INSTRUCTIONS FOR THE TASK> Select every line in the data below that contains the string "beard", matching case exactly, and copy those lines out.

-- BEGIN MATERIAL FOR THIS EXERCISE --

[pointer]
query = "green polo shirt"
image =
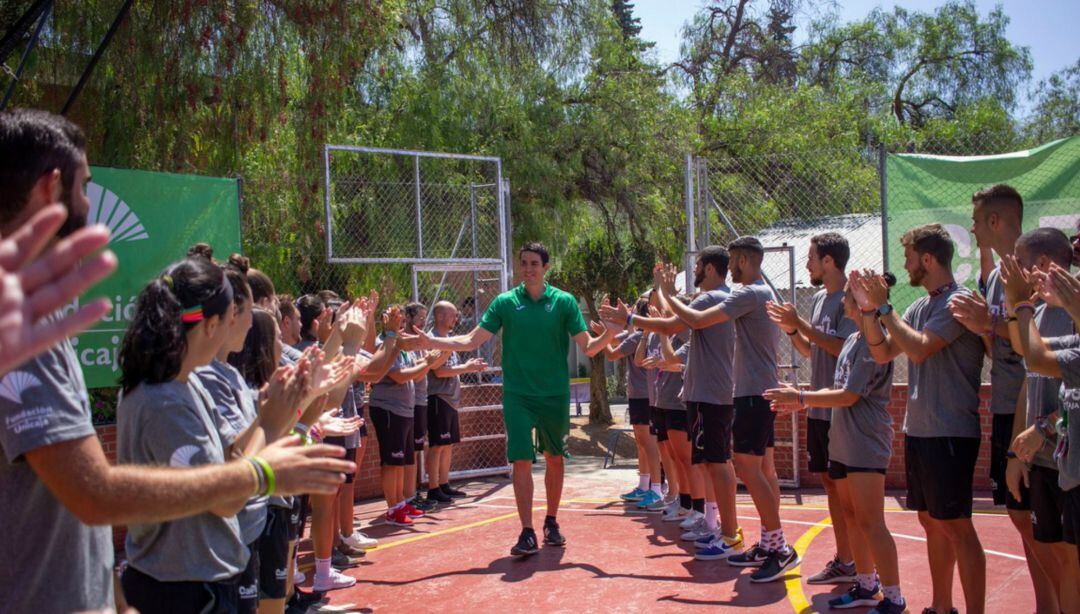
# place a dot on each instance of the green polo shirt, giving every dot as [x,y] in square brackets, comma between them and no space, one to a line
[536,339]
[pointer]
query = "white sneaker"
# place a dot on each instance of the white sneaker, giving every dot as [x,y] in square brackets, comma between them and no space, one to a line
[700,530]
[690,520]
[360,542]
[335,581]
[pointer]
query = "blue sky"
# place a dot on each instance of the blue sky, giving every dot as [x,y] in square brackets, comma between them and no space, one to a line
[1044,26]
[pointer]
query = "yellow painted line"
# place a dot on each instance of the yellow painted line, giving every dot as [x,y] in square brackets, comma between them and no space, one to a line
[794,583]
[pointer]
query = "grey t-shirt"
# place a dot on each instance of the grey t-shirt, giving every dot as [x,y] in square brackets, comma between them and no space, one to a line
[1007,366]
[1042,392]
[756,338]
[861,435]
[446,389]
[637,385]
[943,391]
[1068,464]
[670,383]
[175,424]
[396,398]
[49,560]
[233,400]
[710,368]
[826,315]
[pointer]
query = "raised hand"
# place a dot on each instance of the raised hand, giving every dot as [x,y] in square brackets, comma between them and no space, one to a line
[972,312]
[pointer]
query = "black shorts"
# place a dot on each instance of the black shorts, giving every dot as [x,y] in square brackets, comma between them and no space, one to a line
[297,516]
[710,432]
[419,426]
[818,446]
[151,596]
[444,425]
[752,430]
[394,434]
[675,420]
[1070,518]
[659,422]
[940,472]
[1000,439]
[838,471]
[638,410]
[273,554]
[1048,505]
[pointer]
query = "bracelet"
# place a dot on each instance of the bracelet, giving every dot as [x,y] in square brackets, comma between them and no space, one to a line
[271,480]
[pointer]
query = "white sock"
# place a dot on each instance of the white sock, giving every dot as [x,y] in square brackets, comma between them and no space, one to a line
[712,515]
[892,594]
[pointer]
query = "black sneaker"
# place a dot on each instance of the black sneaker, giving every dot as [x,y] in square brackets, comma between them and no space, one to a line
[526,544]
[453,493]
[775,565]
[552,536]
[439,496]
[752,558]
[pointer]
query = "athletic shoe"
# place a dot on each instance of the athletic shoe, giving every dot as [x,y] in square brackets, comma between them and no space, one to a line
[453,493]
[677,515]
[660,505]
[775,565]
[886,606]
[360,541]
[691,519]
[752,558]
[856,597]
[422,504]
[399,517]
[551,534]
[333,582]
[699,531]
[835,572]
[649,499]
[526,544]
[439,496]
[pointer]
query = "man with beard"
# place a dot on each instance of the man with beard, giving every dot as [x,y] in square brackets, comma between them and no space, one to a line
[821,340]
[61,491]
[941,423]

-- END MATERIAL FOR THIS EXERCISE --

SOLVED PROBLEM>
query = "man with beard"
# place a dot on each instance of the man with beard, giving every dot as [x,y] in square brackets, comma between them and no space, one to a line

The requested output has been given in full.